(Some records)
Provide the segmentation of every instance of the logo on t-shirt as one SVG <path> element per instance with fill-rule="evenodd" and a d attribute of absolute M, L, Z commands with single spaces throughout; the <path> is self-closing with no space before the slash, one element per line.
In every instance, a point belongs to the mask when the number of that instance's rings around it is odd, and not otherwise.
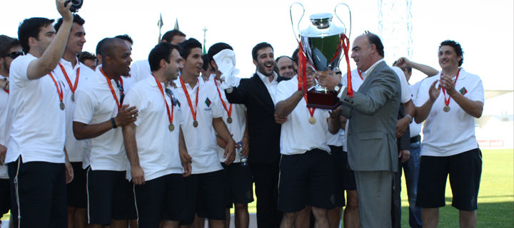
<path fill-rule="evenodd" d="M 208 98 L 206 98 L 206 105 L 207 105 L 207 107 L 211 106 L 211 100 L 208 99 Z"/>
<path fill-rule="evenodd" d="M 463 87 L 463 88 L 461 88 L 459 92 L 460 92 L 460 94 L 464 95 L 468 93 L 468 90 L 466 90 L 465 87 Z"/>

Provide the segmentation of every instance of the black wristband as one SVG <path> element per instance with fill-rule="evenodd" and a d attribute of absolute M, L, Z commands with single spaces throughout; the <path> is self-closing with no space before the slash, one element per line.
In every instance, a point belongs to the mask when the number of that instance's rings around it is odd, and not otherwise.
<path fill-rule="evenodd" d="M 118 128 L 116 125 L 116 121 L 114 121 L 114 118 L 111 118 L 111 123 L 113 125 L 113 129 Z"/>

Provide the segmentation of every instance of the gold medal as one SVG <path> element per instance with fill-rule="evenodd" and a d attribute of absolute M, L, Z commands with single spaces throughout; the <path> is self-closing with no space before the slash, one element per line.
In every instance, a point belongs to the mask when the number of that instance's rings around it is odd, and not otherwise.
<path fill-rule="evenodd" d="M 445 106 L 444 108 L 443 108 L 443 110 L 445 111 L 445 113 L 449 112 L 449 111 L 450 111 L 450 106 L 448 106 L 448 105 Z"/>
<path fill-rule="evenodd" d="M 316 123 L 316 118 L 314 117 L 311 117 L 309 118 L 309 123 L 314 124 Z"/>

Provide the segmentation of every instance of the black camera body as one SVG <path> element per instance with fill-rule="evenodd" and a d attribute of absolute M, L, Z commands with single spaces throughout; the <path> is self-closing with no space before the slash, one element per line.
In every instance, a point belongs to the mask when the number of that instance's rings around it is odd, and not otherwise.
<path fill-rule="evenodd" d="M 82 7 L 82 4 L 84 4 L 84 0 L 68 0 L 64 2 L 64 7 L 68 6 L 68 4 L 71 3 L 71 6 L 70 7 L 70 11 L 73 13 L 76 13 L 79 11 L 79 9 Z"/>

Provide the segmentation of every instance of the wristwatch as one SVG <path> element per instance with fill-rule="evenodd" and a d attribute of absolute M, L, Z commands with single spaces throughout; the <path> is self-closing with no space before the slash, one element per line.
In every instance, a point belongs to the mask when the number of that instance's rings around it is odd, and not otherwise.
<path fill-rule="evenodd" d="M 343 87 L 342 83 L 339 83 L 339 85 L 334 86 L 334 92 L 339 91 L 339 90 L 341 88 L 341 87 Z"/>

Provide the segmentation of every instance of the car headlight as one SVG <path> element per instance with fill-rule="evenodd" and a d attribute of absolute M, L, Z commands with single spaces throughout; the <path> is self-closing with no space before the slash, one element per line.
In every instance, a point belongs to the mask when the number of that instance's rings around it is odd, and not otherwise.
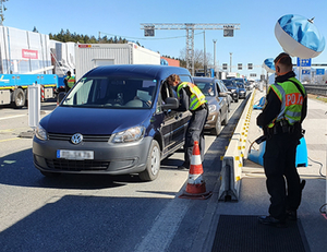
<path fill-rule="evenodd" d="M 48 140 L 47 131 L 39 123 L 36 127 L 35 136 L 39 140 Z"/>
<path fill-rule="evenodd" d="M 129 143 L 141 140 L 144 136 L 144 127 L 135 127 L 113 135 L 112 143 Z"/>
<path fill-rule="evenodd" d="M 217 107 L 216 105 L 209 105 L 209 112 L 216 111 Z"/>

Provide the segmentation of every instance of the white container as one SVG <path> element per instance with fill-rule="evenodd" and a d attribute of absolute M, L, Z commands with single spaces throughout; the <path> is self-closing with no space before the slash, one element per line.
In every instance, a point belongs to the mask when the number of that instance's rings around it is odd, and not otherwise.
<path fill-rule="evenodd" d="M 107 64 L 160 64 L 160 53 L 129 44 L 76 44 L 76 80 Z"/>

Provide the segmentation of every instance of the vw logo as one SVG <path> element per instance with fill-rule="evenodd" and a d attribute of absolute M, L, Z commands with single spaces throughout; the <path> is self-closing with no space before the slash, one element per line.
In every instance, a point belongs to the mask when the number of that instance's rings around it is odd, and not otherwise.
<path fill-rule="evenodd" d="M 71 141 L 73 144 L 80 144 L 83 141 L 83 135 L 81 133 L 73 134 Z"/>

**To be done:** Rewrite all of the data above, swapping "Provide the segmentation" for "Give the outline" and keeping everything else the same. Leave the pictures out of your answer.

**Full answer:**
Give the outline of every instance of the logo on t-shirt as one SVG <path> element per instance with fill-rule="evenodd" and a d attribute of absolute M, L, Z commands with single spaces throughout; the <path> is self-closing with no space before the slash, one element per line.
In every instance, a point belongs to the mask when the number of that instance's rings around it is odd, and not otherwise.
<path fill-rule="evenodd" d="M 208 98 L 206 98 L 206 105 L 207 105 L 207 107 L 211 106 L 211 100 L 208 99 Z"/>
<path fill-rule="evenodd" d="M 463 87 L 463 88 L 461 88 L 459 92 L 460 92 L 460 94 L 464 95 L 468 93 L 468 90 L 466 90 L 465 87 Z"/>

Give the outline of every instance of the black wristband as one SVG <path> element per instance with fill-rule="evenodd" and a d attribute of absolute M, L, Z commands with single spaces throughout; the <path> is self-closing with no space before the slash, one element per line.
In every instance, a point belongs to the mask when the number of that instance's rings around it is odd, and not otherwise.
<path fill-rule="evenodd" d="M 118 128 L 116 125 L 116 121 L 114 121 L 114 118 L 111 118 L 111 123 L 113 125 L 113 129 Z"/>

Give the outline of every instance of the gold medal as one SVG <path> element per instance with fill-rule="evenodd" and a d attribute of absolute M, L, Z commands with single spaces throughout; the <path> is self-closing with no space before the slash, one element per line.
In every instance, a point belongs to the mask when the number of that instance's rings around it is odd, and not otherwise.
<path fill-rule="evenodd" d="M 445 106 L 444 108 L 443 108 L 443 110 L 445 111 L 445 113 L 449 112 L 449 111 L 450 111 L 450 106 L 448 106 L 448 105 Z"/>
<path fill-rule="evenodd" d="M 316 123 L 316 118 L 314 117 L 311 117 L 309 118 L 309 123 L 314 124 Z"/>

Give the outline of every instance of the black camera body as one SVG <path> element per instance with fill-rule="evenodd" and a d attribute of absolute M, L, Z commands with single spaces throughout; the <path> is self-closing with no space before the slash, one element per line.
In every instance, a point belongs to the mask when the number of that instance's rings around it is odd, and not otherwise.
<path fill-rule="evenodd" d="M 82 7 L 82 4 L 84 4 L 84 0 L 68 0 L 64 2 L 64 7 L 68 6 L 68 4 L 71 3 L 71 6 L 70 7 L 70 11 L 73 13 L 76 13 L 79 11 L 79 9 Z"/>

Give the outline of every instance of the wristwatch as one SVG <path> element per instance with fill-rule="evenodd" and a d attribute of absolute M, L, Z commands with single spaces throughout; the <path> is self-closing with no space before the slash, one element per line.
In every instance, a point belongs to the mask when the number of that instance's rings around it is odd, and not otherwise.
<path fill-rule="evenodd" d="M 343 87 L 342 83 L 339 83 L 339 85 L 334 86 L 334 92 L 339 91 L 339 90 L 341 88 L 341 87 Z"/>

Give the outline of every instance of the car headlight as one SVG <path> element per instance with fill-rule="evenodd" and a d attribute of absolute M, L, Z commands with single spaces throughout; the <path> is self-closing with no space before the slash, one element per line.
In every instance, a point belongs to the mask when the number of that instance's rings around it is odd, and not otherwise.
<path fill-rule="evenodd" d="M 48 140 L 47 131 L 39 123 L 36 127 L 35 136 L 39 140 Z"/>
<path fill-rule="evenodd" d="M 129 143 L 141 140 L 144 136 L 144 127 L 135 127 L 113 135 L 112 143 Z"/>
<path fill-rule="evenodd" d="M 217 107 L 216 105 L 209 105 L 209 112 L 216 111 Z"/>

Give the outline of every instance of the white container as one SVG <path> element per instance with fill-rule="evenodd" and a d attribute of absolute M, L, Z commands with single spaces throughout; the <path> is self-closing with no space before the slash, one element per line.
In every instance, a point belongs to the mask when the number of that instance's rings around it is odd, and not otherwise.
<path fill-rule="evenodd" d="M 107 64 L 160 64 L 160 53 L 129 44 L 76 44 L 76 80 Z"/>

Give the outline of every instance of the vw logo as one SVG <path> element per instance with fill-rule="evenodd" and a d attribute of absolute M, L, Z commands with single spaces throughout; the <path> is self-closing with no space before the slash, one element per line.
In every instance, a point belongs to the mask when the number of that instance's rings around it is odd, and not otherwise.
<path fill-rule="evenodd" d="M 71 141 L 73 144 L 80 144 L 83 141 L 83 135 L 81 133 L 73 134 Z"/>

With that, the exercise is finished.